## What you need to do
Extract the passage of the long-term acute care text from "LTACHs have a" up to and including "system of LTACHs.".

**** Document passage ****

= Long-term acute care facility =

Type of health care facility

In the United States, a long-term acute care hospital (LTACH), also known as a long-term care hospital (LTCH), is a hospital specializing in treating patients requiring extended hospitalization. Hospitals specializing in long-term care have existed for decades in the form of sanatoriums for patients with tuberculosis and other chronic diseases. The modern hospital known as an LTACH came into existence as a result of the Medicare, Medicaid, and SCHIP Balanced Budget Refinement Act of 1999. The Act defines an LTACH as “a hospital which has an average inpatient length of stay (as determined by the Secretary of Health and Human Services (the Secretary)) of greater than 25 days.” Traditionally, LTACHs provide care for patients receiving prolonged mechanical ventilation.

LTACHs have a diverse set of characteristics which influence the ways in which they operate. Physically, LTACHs exist in two models, hospital within hospital or free-standing. Hospital within hospital LTACHs are physically located inside of a short term acute care hospital and often look similar to a separated unit of the hospital. Free-standing LTACHs are LTACHs in separate buildings from short term acute care hospitals. LTACHs can be non-profit or for profit. They also can be associated with a health care system, post-acute care system, or a system of LTACHs.

== Payment ==
The payment system for the services provided by LTACHs is complex. Medicare reimburses for LTACH services through the Prospective Payment System. Payments are based on an average patient length of stay in the LTACH of 25 days. LTACHs receive an adjusted DRG (Diagnosis-Related Group) payment for patients. Generally, LTACHs have higher reimbursement rates and higher operating margins than traditional short-stay hospitals, which in part reflects the higher cost of care for patients with complex care needs.

== LTACH quality reporting ==
The Affordable Care Act requires LTACHs to report several quality measures as set by CMS. New quality measures go into effect each year on October 1, the beginning of the federal fiscal year. A list of quality measures and the year of implementation can be found [here]. If LTACHs do not report the quality data, they receive a 2 percent reduction in their CMS payment.

==Criticisms==
Patients needing extended care and their families are often told LTACHs provide superior care, but the evidence is limited. There is some criticism surrounding the frequency with which patients develop serious infections in LTACHs, which can occur three times as much as in conventional hospitals. "Long-term care hospitals, which have grown rapidly in the last 25 years (1996-2021?), are cited as having almost twice the number of Medicare violations as standard hospitals, and also have higher incidents of bedsores and infections." Other criticisms include the motivation for transferring patients to LTACHs and the timing surrounding patient discharge from LTACHs, which appear in part to be based on financial considerations stemming from the complex LTACH payment regulations in the United States.

**** Records ****

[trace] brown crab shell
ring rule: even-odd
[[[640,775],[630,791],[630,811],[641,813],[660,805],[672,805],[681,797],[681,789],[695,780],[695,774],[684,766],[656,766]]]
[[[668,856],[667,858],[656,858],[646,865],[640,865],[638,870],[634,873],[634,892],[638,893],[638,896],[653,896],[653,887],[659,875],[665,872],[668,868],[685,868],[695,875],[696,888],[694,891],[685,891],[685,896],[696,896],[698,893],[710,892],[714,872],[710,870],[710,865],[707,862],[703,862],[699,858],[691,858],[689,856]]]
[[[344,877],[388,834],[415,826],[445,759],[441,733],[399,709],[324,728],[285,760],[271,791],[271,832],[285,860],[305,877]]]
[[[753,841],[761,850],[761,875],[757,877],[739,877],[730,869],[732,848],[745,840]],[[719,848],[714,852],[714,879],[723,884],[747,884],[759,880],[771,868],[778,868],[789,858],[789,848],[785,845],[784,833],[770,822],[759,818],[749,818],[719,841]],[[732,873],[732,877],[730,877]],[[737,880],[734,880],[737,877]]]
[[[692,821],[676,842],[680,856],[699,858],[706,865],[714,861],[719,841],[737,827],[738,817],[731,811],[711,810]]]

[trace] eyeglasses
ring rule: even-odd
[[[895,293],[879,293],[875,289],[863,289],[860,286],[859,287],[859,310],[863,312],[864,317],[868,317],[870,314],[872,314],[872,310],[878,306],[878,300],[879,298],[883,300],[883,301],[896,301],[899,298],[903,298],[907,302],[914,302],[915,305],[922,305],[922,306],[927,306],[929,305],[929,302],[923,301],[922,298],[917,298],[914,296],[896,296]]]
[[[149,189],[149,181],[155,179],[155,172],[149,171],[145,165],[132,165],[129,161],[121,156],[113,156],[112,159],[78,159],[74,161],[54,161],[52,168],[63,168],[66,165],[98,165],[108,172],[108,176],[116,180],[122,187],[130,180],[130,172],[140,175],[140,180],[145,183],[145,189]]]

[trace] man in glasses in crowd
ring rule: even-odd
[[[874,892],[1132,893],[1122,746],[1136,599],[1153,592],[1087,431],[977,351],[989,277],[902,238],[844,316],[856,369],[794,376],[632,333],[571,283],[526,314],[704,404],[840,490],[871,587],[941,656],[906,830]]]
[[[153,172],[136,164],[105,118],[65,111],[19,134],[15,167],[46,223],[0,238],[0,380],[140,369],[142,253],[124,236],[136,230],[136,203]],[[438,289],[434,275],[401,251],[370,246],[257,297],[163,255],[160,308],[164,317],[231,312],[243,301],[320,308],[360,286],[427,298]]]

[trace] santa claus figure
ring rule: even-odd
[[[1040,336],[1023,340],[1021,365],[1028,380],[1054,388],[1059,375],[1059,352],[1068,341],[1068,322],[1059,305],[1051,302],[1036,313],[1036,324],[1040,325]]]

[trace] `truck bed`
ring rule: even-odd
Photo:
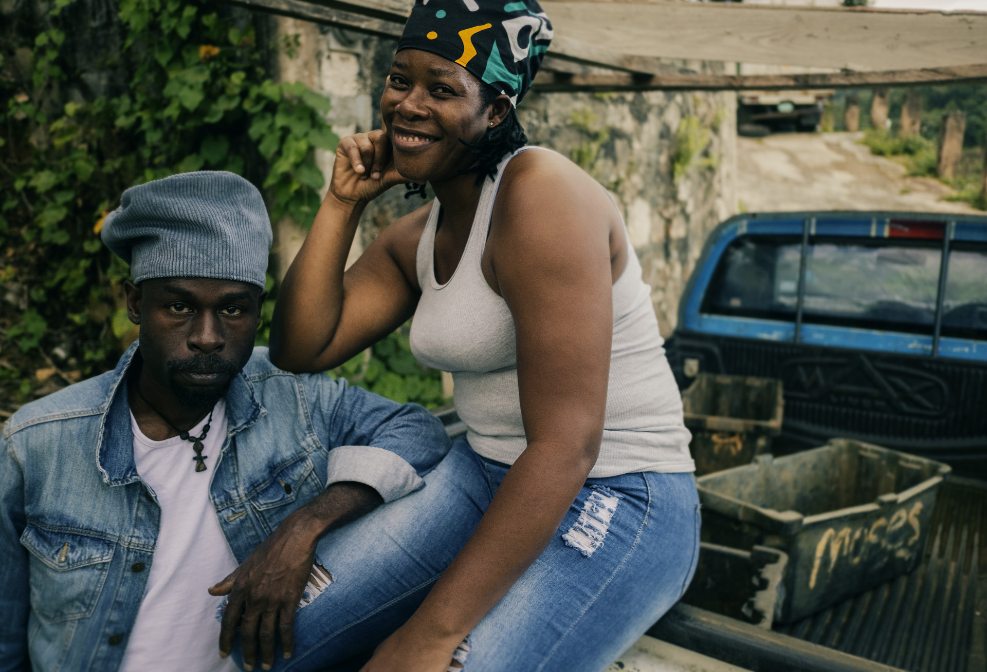
[[[987,669],[985,542],[987,484],[949,479],[917,570],[775,631],[903,670]]]
[[[684,604],[648,635],[755,672],[987,670],[987,482],[949,477],[912,572],[773,631]]]

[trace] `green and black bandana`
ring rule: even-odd
[[[459,63],[517,103],[552,41],[552,24],[535,0],[415,0],[398,42]]]

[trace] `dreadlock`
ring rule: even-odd
[[[487,108],[499,95],[499,91],[484,83],[480,89],[482,106]],[[517,118],[514,105],[511,105],[504,120],[488,130],[479,142],[466,142],[463,139],[460,139],[459,142],[469,147],[477,158],[477,165],[468,172],[476,171],[479,173],[477,175],[477,185],[479,186],[487,177],[492,180],[496,179],[496,167],[500,160],[503,159],[504,155],[527,145],[528,136],[524,134],[524,126]]]
[[[489,84],[482,83],[480,103],[484,109],[493,104],[498,96],[500,96],[499,91]],[[489,129],[479,142],[466,142],[462,138],[459,139],[459,142],[469,147],[470,151],[477,158],[476,166],[468,170],[464,170],[464,172],[479,173],[477,174],[477,186],[480,186],[487,177],[490,177],[491,180],[496,179],[496,168],[500,160],[518,148],[527,145],[528,136],[525,135],[524,126],[521,125],[520,120],[517,118],[517,112],[514,111],[514,106],[511,105],[504,120],[494,128]],[[425,185],[416,183],[405,184],[405,198],[415,195],[420,195],[421,198],[425,198]]]

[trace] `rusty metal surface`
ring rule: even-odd
[[[762,455],[698,479],[703,540],[787,553],[777,621],[793,623],[913,571],[949,471],[843,438],[777,459]]]
[[[982,672],[987,484],[947,481],[929,534],[912,572],[775,631],[913,672]]]
[[[696,476],[750,464],[781,434],[785,400],[774,378],[699,373],[682,392]]]

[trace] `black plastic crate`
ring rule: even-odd
[[[788,554],[779,623],[915,569],[946,464],[835,438],[703,476],[703,541]]]

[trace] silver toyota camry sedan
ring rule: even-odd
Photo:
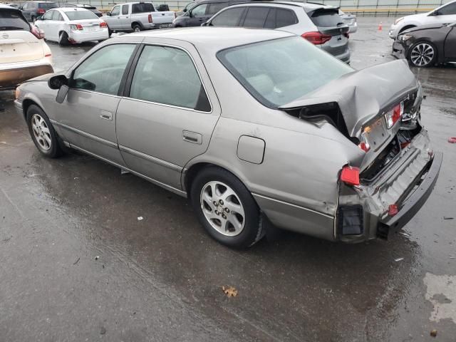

****

## Output for this task
LTACHs have a diverse set of characteristics which influence the ways in which they operate. Physically, LTACHs exist in two models, hospital within hospital or free-standing. Hospital within hospital LTACHs are physically located inside of a short term acute care hospital and often look similar to a separated unit of the hospital. Free-standing LTACHs are LTACHs in separate buildings from short term acute care hospitals. LTACHs can be non-profit or for profit. They also can be associated with a health care system, post-acute care system, or a system of LTACHs.